'''
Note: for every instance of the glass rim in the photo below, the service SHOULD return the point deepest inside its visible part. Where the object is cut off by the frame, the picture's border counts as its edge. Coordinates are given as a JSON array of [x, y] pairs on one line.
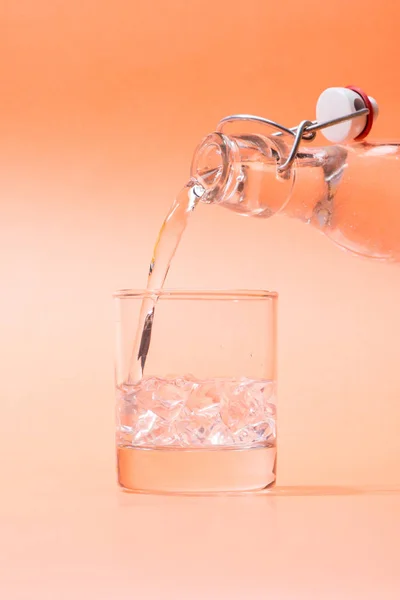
[[189, 294]]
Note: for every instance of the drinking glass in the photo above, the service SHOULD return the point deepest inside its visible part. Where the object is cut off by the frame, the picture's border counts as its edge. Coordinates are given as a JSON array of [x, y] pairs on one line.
[[200, 415]]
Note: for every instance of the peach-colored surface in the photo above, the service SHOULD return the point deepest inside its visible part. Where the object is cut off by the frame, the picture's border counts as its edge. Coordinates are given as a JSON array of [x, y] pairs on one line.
[[80, 539], [102, 105]]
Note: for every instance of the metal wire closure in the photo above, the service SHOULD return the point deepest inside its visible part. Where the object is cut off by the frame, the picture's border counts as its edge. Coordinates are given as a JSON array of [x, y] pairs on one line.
[[306, 131]]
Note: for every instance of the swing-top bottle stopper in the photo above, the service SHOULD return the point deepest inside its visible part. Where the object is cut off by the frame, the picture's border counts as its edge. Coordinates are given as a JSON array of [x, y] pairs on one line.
[[335, 102]]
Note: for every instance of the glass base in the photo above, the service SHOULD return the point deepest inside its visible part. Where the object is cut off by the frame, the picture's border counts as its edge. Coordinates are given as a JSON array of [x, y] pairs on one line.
[[178, 470]]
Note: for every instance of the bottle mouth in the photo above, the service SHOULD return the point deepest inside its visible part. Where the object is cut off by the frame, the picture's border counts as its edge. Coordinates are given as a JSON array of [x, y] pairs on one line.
[[212, 166]]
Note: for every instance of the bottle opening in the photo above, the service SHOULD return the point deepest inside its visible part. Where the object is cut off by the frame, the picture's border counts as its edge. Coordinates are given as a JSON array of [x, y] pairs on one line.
[[212, 166]]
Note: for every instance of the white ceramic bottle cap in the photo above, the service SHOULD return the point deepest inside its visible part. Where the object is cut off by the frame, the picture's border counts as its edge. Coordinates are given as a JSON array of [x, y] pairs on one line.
[[339, 101]]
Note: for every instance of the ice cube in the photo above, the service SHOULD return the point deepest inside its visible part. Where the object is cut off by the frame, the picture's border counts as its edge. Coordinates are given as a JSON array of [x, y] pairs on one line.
[[204, 399]]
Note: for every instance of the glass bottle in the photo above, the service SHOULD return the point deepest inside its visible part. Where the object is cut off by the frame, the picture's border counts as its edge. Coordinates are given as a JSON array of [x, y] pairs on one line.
[[348, 192]]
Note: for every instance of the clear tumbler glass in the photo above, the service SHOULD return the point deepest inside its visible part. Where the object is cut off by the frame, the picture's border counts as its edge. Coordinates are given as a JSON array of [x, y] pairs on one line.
[[201, 417]]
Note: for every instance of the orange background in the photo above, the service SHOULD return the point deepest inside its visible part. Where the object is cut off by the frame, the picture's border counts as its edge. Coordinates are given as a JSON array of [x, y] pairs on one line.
[[102, 105]]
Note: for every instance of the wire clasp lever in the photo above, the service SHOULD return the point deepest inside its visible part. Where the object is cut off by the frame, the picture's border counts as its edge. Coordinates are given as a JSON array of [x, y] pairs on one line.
[[344, 115]]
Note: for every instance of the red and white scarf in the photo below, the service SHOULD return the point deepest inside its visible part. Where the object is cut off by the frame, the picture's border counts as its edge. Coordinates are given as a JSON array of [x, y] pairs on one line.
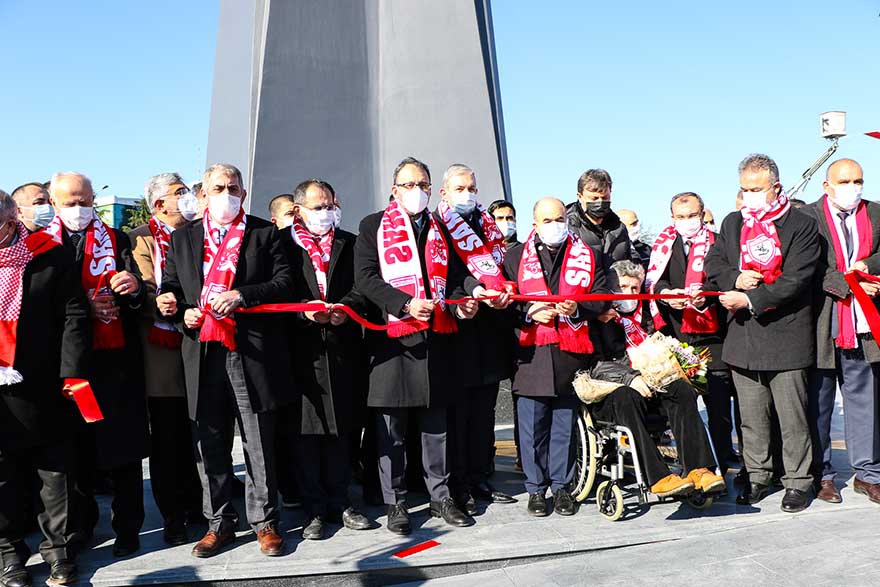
[[482, 254], [400, 265], [162, 333], [760, 248], [318, 248], [846, 336], [693, 321], [219, 266], [99, 265], [13, 261], [578, 269]]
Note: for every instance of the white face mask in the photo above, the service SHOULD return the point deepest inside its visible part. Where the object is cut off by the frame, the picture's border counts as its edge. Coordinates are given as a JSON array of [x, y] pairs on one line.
[[689, 227], [508, 229], [224, 207], [553, 233], [76, 218], [414, 200], [847, 196]]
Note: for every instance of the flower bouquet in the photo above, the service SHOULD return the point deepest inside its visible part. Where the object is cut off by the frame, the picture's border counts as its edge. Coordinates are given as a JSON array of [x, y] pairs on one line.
[[662, 359]]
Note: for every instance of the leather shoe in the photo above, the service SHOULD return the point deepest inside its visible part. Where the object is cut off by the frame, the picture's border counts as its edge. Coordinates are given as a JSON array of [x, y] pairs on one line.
[[828, 492], [398, 519], [752, 494], [872, 490], [271, 542], [212, 543], [537, 505], [62, 572], [15, 575], [450, 513], [794, 500], [488, 493]]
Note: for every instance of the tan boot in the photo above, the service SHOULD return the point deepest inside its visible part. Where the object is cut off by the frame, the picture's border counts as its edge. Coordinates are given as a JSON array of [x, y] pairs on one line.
[[671, 485]]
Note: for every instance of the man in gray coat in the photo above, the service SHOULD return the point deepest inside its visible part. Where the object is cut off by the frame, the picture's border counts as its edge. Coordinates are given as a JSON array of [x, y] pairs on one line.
[[846, 352]]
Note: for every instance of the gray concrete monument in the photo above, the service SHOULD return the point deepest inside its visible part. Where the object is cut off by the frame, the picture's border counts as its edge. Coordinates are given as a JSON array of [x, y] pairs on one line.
[[344, 89]]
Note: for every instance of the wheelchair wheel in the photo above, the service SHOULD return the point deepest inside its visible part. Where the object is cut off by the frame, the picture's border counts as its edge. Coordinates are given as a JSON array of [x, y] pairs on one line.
[[609, 499], [586, 460]]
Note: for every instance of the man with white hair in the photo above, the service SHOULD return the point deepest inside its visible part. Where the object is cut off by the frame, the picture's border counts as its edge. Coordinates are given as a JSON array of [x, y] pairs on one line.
[[36, 275], [235, 366], [117, 444], [173, 474]]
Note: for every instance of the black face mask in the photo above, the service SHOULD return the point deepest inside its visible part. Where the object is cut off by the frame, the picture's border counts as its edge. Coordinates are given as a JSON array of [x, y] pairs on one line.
[[598, 210]]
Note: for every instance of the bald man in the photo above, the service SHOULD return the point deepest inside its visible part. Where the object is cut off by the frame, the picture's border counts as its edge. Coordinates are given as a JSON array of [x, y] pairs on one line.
[[640, 251], [849, 228]]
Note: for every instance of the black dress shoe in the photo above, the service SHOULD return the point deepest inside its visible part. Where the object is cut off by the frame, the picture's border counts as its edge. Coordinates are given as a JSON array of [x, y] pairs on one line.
[[126, 545], [794, 500], [15, 575], [563, 503], [486, 492], [398, 519], [752, 494], [537, 505], [450, 513], [62, 572]]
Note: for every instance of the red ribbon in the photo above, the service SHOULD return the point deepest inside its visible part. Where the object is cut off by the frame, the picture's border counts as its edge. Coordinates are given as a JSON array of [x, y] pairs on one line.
[[81, 392]]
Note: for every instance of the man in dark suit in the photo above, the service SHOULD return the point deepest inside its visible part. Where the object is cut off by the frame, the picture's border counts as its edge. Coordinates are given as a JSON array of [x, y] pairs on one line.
[[235, 367], [412, 365], [677, 267], [41, 294], [846, 352], [765, 259], [117, 444], [326, 349]]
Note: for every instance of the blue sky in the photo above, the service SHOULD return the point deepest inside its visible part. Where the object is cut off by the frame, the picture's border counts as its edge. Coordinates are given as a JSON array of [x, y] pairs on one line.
[[666, 96]]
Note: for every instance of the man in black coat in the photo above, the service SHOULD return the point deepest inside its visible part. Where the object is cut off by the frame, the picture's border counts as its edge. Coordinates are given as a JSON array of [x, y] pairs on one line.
[[412, 367], [234, 369], [326, 347], [117, 444], [36, 422], [765, 258]]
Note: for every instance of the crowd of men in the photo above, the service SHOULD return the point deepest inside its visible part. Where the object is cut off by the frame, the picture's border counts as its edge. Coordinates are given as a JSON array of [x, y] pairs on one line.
[[159, 323]]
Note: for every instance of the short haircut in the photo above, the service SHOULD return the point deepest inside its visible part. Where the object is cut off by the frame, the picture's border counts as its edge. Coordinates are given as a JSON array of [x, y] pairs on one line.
[[410, 161], [501, 204], [594, 180], [299, 192], [276, 202], [684, 195], [760, 162], [626, 268]]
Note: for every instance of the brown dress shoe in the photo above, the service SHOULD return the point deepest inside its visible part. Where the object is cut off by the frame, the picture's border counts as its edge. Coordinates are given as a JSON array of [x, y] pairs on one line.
[[828, 492], [271, 542], [212, 543], [872, 490]]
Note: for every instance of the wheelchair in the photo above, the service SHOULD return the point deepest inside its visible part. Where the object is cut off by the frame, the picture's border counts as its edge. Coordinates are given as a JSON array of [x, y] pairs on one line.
[[608, 450]]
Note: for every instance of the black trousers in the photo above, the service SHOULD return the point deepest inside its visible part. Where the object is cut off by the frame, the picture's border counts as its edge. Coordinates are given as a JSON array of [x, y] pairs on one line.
[[626, 407], [53, 465], [391, 437], [323, 472], [472, 437], [174, 477]]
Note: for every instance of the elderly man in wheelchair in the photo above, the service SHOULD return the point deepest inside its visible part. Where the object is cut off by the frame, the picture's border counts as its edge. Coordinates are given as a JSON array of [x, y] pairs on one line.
[[631, 404]]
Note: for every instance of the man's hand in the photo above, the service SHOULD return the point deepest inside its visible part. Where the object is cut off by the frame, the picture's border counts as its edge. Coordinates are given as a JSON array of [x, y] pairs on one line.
[[319, 316], [226, 303], [749, 279], [124, 283], [192, 318], [734, 300], [640, 386], [542, 312], [421, 309], [167, 304]]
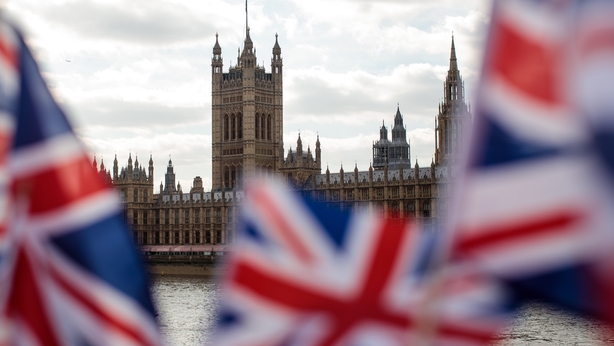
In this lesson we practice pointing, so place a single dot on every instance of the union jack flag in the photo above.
(303, 274)
(69, 272)
(536, 206)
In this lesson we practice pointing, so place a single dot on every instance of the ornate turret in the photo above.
(318, 152)
(115, 169)
(150, 168)
(276, 60)
(130, 165)
(169, 178)
(299, 149)
(453, 112)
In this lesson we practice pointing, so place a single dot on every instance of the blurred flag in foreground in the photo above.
(69, 273)
(535, 204)
(304, 274)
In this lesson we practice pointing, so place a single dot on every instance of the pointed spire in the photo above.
(276, 47)
(453, 64)
(246, 22)
(216, 48)
(398, 118)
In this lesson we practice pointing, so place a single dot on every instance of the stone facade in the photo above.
(454, 111)
(247, 116)
(392, 154)
(252, 143)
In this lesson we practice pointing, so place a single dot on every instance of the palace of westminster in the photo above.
(247, 141)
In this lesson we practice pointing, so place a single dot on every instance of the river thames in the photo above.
(187, 305)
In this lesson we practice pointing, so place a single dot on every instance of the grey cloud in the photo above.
(140, 22)
(124, 114)
(418, 98)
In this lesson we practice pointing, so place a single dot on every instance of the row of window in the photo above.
(233, 126)
(174, 217)
(264, 99)
(180, 238)
(232, 99)
(379, 192)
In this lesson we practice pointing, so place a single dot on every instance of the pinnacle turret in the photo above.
(276, 47)
(217, 50)
(453, 63)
'''
## WORK TO BE COMPLETED
Quote the line that contains "thames in the photo above." and each line after it through the end of the data, exactly, leaving out everything else.

## THE ANSWER
In this lesson we practice pointing, so place a single dot on every instance of the river thames in the photo above.
(187, 305)
In this lesson we practice pointing, so place a single dot on every instance of the grey cloud in the photo above.
(140, 22)
(124, 114)
(418, 98)
In this lesson we practice pointing, so place a single dot on every instance of the row of window in the photo above.
(233, 126)
(174, 217)
(264, 99)
(180, 238)
(232, 99)
(379, 192)
In this lesson we practice pointing, so place a single dot on every instance of the pinnacle turret in the photo above.
(276, 47)
(217, 50)
(453, 63)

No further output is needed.